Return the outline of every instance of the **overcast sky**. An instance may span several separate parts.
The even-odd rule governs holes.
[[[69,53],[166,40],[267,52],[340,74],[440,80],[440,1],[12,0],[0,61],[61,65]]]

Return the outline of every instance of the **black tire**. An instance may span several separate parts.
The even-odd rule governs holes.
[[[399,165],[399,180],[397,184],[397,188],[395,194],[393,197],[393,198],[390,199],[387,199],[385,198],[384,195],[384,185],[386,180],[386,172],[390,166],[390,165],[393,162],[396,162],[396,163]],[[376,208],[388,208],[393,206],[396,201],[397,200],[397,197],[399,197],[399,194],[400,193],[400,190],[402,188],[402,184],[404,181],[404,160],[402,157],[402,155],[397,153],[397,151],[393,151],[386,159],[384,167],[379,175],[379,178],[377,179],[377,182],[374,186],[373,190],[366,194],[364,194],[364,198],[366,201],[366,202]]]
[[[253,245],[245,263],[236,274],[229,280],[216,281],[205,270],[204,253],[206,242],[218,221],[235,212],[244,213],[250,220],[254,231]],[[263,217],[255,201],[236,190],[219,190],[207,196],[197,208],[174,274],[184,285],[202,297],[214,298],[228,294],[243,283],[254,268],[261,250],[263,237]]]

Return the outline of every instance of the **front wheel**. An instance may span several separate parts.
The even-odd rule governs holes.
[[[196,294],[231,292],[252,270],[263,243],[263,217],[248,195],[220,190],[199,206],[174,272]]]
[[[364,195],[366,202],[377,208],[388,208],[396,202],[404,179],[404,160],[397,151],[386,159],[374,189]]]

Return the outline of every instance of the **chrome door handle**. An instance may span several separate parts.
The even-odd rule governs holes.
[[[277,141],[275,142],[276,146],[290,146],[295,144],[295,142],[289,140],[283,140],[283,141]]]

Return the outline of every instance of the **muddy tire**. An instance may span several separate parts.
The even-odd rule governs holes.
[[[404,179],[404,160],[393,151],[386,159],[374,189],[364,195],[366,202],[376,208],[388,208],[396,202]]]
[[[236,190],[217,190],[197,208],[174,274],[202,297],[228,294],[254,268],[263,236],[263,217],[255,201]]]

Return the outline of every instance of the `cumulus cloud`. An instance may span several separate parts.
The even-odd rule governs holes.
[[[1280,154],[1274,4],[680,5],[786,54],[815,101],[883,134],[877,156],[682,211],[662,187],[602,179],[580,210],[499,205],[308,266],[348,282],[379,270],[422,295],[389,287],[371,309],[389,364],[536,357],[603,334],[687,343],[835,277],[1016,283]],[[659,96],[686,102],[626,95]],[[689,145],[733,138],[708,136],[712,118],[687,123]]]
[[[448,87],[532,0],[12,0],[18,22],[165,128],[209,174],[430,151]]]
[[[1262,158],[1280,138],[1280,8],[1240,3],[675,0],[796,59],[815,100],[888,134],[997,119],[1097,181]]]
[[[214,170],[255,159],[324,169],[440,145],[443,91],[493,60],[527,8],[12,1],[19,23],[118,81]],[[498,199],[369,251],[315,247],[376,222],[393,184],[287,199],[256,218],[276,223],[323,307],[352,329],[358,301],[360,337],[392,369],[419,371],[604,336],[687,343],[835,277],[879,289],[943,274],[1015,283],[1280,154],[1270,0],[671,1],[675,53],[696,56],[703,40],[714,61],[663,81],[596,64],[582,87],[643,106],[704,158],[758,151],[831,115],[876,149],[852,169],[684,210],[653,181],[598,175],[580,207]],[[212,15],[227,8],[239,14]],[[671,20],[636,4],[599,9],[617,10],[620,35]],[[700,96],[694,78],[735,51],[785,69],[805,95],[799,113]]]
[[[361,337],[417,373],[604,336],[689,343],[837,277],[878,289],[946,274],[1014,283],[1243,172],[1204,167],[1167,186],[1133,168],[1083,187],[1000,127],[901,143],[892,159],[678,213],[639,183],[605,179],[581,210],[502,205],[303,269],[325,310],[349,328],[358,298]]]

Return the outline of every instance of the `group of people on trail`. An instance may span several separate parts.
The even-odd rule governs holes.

▶ [Objective] Give back the lines above exactly, from the one with "of people on" through the last line.

▶ [Answer to the task]
Return the outline of every instance of the `group of people on trail`. An instance may span several separate parts.
The even-odd rule governs holes.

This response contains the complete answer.